| Provided entries |

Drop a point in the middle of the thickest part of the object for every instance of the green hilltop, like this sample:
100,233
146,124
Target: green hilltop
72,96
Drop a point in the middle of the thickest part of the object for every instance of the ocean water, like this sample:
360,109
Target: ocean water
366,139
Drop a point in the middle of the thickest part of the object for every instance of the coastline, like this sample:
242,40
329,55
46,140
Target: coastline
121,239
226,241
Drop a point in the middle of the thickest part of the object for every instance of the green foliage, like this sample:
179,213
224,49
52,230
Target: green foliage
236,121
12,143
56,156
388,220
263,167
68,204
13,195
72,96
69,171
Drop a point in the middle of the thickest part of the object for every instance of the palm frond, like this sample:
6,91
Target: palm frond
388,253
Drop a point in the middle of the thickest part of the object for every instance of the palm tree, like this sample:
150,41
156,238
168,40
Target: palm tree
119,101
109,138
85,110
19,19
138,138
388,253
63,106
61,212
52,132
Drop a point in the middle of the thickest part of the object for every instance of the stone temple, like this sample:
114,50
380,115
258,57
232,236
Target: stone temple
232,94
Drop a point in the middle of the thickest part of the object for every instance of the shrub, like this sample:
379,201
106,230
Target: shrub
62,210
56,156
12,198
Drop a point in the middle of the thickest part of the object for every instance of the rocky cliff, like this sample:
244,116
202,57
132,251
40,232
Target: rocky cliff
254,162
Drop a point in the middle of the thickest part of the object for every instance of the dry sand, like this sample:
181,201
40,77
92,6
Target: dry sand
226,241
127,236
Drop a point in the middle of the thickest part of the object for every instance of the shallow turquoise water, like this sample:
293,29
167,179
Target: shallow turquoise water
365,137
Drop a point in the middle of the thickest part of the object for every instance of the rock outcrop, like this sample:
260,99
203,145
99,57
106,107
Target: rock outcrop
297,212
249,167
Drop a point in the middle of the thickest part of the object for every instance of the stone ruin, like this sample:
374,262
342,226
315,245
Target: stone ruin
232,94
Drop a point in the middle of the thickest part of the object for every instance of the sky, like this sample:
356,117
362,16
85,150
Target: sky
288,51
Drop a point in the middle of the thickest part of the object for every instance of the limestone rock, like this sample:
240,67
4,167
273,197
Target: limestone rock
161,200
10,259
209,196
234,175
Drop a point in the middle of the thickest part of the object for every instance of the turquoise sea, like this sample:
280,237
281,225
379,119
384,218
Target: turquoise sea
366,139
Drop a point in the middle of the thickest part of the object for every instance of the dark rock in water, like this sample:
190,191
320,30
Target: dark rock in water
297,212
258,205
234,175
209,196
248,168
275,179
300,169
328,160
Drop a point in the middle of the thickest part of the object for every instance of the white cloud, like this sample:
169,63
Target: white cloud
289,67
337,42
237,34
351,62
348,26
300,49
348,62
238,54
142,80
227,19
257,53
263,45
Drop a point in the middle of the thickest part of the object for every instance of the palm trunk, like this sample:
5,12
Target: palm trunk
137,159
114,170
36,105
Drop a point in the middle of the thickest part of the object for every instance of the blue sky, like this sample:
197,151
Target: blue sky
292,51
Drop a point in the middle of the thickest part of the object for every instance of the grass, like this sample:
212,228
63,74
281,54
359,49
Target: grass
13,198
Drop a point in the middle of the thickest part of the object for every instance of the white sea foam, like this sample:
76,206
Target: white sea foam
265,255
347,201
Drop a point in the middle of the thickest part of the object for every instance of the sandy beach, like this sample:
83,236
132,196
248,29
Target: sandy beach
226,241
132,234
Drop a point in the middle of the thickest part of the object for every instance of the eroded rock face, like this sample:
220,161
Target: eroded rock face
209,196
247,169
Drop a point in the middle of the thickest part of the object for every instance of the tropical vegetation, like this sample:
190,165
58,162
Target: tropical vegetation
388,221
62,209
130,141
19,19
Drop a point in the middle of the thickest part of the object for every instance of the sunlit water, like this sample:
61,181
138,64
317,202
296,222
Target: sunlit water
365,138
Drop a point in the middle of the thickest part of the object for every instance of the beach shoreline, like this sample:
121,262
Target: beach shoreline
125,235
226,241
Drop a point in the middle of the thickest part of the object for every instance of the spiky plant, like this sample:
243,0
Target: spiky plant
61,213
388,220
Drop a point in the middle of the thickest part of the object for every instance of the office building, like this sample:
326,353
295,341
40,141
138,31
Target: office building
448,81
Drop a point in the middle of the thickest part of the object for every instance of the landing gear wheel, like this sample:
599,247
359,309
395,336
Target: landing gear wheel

| Exercise objective |
Say only the number of lines of the data above in which the string "landing" occurs.

| Reply |
2